======== DATA

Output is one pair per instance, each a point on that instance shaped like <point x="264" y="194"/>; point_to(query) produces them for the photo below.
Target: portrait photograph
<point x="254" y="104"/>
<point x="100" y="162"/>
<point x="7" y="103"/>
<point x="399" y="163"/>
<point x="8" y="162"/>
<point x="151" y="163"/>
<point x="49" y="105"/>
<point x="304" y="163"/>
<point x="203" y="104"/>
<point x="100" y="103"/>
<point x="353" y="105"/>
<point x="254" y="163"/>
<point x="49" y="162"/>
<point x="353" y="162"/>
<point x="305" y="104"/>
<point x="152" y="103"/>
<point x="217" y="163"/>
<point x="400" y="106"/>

================

AIM: Your task is to repeat each line of the material exactly.

EXERCISE SOLUTION:
Output is one pair per instance, each a point on that instance shaped like <point x="264" y="194"/>; point_to(query) produces them for the photo below.
Target: portrait photograph
<point x="254" y="104"/>
<point x="100" y="162"/>
<point x="7" y="103"/>
<point x="399" y="163"/>
<point x="8" y="162"/>
<point x="151" y="163"/>
<point x="49" y="105"/>
<point x="304" y="163"/>
<point x="203" y="104"/>
<point x="100" y="103"/>
<point x="353" y="105"/>
<point x="254" y="163"/>
<point x="49" y="162"/>
<point x="353" y="162"/>
<point x="305" y="104"/>
<point x="152" y="103"/>
<point x="217" y="163"/>
<point x="400" y="106"/>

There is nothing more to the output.